--- Start of STORED ROWS ---

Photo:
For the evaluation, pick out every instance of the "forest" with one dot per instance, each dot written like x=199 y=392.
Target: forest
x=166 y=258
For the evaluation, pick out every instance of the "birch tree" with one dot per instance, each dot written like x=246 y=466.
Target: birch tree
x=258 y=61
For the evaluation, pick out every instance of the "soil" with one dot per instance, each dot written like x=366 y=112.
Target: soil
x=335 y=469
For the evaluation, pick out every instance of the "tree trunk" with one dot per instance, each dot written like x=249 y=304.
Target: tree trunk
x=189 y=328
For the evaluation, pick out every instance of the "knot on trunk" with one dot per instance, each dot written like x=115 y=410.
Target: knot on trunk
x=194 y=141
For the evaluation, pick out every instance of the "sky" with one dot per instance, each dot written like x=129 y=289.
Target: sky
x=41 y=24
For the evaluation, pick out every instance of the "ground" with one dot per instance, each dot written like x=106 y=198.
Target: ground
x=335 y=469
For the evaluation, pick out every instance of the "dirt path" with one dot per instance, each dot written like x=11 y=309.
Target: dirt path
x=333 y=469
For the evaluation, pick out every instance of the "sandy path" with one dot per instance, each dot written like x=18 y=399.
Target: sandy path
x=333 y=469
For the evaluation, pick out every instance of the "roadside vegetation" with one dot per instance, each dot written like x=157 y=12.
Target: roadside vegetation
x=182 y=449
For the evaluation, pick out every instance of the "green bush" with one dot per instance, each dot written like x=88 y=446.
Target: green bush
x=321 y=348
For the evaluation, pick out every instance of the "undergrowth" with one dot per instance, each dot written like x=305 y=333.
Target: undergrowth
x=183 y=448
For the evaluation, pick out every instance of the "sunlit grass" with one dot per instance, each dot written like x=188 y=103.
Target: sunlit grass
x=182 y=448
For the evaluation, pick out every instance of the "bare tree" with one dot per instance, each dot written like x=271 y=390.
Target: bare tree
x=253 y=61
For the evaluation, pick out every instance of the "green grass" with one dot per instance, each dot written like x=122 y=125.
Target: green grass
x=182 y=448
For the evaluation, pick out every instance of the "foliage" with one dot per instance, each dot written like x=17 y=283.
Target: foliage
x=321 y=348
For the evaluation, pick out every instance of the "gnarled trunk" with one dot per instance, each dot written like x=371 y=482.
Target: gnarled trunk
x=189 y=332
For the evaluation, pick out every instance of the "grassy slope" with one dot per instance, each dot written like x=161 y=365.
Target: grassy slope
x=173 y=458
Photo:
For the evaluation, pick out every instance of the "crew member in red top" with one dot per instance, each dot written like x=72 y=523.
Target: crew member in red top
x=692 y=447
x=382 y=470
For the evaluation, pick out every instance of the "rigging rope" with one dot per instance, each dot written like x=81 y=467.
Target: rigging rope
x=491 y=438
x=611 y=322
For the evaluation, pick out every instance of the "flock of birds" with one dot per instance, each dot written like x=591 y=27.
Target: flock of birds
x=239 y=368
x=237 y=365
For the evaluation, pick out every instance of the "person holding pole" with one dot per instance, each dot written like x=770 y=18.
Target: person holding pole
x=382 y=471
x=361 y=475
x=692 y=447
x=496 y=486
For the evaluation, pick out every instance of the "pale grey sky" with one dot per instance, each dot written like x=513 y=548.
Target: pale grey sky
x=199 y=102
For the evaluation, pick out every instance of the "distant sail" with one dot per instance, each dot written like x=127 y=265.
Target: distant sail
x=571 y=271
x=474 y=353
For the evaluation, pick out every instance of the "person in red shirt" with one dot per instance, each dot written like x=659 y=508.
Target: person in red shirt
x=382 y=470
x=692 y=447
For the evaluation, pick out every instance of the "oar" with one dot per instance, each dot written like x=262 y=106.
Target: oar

--- End of STORED ROWS ---

- **WORK TO COMPLETE**: Your task is to output the full set of records exactly as presented.

- **WORKED ANSWER**:
Photo:
For the evaluation, pick out every instance of the "forest" with one dot per instance, each dot written like x=199 y=392.
Target: forest
x=166 y=258
For the evaluation, pick out every instance of the "birch tree" with one dot per instance, each dot written like x=246 y=466.
Target: birch tree
x=258 y=61
For the evaluation, pick out every instance of the "soil" with one dot per instance, each dot written like x=366 y=112.
Target: soil
x=335 y=469
For the evaluation, pick out every instance of the "tree trunk" with one dot per instance, each dot written like x=249 y=304.
Target: tree trunk
x=189 y=328
For the evaluation, pick out every instance of the "knot on trunk" with one dot per instance, each dot written like x=115 y=410.
Target: knot on trunk
x=194 y=141
For the evaluation, pick out every instance of the "sky" with one dot per instance, each dot written like x=129 y=289.
Target: sky
x=41 y=24
For the evaluation, pick out every instance of the "ground" with one dot per instance, each dot written like x=106 y=198.
Target: ground
x=335 y=469
For the evaluation, pick out every instance of the "dirt path" with one dot per instance, each dot written like x=11 y=309.
Target: dirt path
x=333 y=469
For the evaluation, pick out every instance of the "sandy path" with one dot per instance, each dot written like x=18 y=399.
Target: sandy path
x=333 y=469
For the evaluation, pick out every instance of the "roadside vegetation" with one dot per instance, each dot written like x=157 y=12.
Target: roadside vegetation
x=182 y=449
For the evaluation, pick out every instance of the "green bush" with one dot per instance, each dot written like x=88 y=446.
Target: green bush
x=321 y=348
For the evaluation, pick out every instance of the "undergrowth" with one dot per instance, each dot written like x=305 y=333.
Target: undergrowth
x=183 y=448
For the evaluation, pick out every instance of the "sunlit grass" with one dot per instance, each dot written like x=188 y=103.
Target: sunlit grass
x=182 y=448
For the evaluation, pick out every instance of the "bare tree" with one dot per instance, each dot written like x=271 y=390.
Target: bare tree
x=253 y=61
For the evaluation, pick out every instance of the "green grass" with one dot per instance, each dot written like x=122 y=125.
Target: green grass
x=182 y=448
For the evaluation, pick out every instance of the "foliage" with one dot per instance, each dot written like x=17 y=283.
Target: foliage
x=321 y=348
For the evaluation, pick out every instance of the "gnarled trunk" with one dot per instance, each dot written like x=371 y=482.
Target: gnarled trunk
x=189 y=332
For the evaluation, pick out every instance of the "grassy slope" with one dot per instance, each dot written like x=161 y=365.
Target: grassy slope
x=173 y=458
Photo:
For the evaluation, pick out every instance of the "crew member in red top" with one dot per instance, each dot written like x=72 y=523.
Target: crew member in red top
x=692 y=447
x=382 y=470
For the evaluation, pick out every instance of the "rigging rope" with one dot per instance, each dot written like x=81 y=467.
Target: rigging rope
x=491 y=438
x=611 y=322
For the evaluation, pick out every instance of the "flock of birds" with one dot per instance, each dot written like x=591 y=27.
Target: flock of birds
x=239 y=368
x=237 y=365
For the evaluation, pick out every instance of the "person holding pole" with one dot per instance, each dot written like x=770 y=18.
Target: person holding pole
x=382 y=471
x=361 y=475
x=692 y=447
x=496 y=486
For the evaluation, pick out every instance of the "pale grey sky" with one dot per instance, each dot written like x=513 y=548.
Target: pale grey sky
x=199 y=102
For the evaluation, pick out every instance of the "distant sail" with one dot per instance, each dot written like x=127 y=265.
Target: distant sail
x=571 y=271
x=474 y=353
For the evaluation, pick out every instance of the "person in red shirt" with one dot per instance, each dot written like x=659 y=508.
Target: person in red shirt
x=382 y=470
x=692 y=447
For the evaluation, pick out every instance of the "oar" with one dot per instance, each dot written like x=262 y=106.
Target: oar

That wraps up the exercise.